## AIM OF THE TASK
Of the material below, the lines to be retyped are those from the line containing "x=925 y=137" through the line containing "x=382 y=745", inclusive; reproduce them exactly.

-- GIVEN INFORMATION follows --

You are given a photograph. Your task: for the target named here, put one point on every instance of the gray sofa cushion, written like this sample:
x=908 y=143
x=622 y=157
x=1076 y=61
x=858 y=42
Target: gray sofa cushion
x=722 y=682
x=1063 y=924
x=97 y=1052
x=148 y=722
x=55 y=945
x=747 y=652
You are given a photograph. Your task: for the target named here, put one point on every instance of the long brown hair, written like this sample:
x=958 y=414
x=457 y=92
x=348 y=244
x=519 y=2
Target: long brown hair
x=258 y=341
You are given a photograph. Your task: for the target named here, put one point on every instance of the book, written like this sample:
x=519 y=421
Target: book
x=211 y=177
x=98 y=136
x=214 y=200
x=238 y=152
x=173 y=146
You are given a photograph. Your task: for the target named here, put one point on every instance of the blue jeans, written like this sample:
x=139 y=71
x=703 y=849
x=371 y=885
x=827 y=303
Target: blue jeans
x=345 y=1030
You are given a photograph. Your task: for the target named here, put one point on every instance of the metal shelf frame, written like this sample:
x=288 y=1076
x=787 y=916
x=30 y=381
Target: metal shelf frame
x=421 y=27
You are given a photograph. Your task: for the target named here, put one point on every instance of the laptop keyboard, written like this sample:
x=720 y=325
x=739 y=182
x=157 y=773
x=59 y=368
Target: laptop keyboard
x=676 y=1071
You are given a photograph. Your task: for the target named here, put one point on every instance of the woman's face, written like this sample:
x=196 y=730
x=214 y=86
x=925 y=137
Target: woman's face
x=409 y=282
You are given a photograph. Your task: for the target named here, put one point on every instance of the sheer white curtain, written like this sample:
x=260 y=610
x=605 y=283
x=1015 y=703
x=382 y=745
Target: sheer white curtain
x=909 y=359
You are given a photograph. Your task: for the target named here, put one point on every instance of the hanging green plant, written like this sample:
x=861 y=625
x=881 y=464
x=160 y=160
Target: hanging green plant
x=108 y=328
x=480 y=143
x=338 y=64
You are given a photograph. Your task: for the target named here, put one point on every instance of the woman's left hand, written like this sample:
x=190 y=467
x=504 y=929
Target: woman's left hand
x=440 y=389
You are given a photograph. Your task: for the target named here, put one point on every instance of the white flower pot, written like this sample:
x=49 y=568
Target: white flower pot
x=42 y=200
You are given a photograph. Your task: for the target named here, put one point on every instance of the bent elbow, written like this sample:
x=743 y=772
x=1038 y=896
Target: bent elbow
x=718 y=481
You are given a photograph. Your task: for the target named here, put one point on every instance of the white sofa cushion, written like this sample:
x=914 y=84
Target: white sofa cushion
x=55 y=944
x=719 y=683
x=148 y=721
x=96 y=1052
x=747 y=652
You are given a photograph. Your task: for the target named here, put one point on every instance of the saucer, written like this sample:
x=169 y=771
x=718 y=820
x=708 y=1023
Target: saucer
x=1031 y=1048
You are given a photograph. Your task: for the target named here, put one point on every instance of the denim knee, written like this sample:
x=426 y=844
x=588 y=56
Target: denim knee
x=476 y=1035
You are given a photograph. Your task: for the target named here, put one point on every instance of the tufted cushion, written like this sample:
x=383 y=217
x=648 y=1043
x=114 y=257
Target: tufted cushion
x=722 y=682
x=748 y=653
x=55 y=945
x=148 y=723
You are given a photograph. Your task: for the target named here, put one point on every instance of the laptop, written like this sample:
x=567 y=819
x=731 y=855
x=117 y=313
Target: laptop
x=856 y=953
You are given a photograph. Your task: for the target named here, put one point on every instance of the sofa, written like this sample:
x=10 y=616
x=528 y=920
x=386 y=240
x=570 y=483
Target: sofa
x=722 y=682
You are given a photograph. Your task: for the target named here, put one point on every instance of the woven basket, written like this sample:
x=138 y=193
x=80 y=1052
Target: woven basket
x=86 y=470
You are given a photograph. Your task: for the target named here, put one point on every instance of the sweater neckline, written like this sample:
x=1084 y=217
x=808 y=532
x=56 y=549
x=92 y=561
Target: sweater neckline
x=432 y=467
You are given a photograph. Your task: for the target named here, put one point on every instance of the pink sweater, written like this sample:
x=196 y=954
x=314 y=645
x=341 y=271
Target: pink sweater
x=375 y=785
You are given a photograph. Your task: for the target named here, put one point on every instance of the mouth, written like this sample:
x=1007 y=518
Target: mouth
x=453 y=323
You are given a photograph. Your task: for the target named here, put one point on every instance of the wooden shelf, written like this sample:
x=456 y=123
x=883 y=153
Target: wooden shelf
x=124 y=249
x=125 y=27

-- GIVEN INFORMATION concluded --

## EXPECTED OUTPUT
x=925 y=137
Target: woman's face
x=409 y=282
You are given a photograph. Your task: for the target named here, put one point on every instance of the sheer white curtain, written like this sample:
x=260 y=610
x=605 y=283
x=1015 y=703
x=382 y=745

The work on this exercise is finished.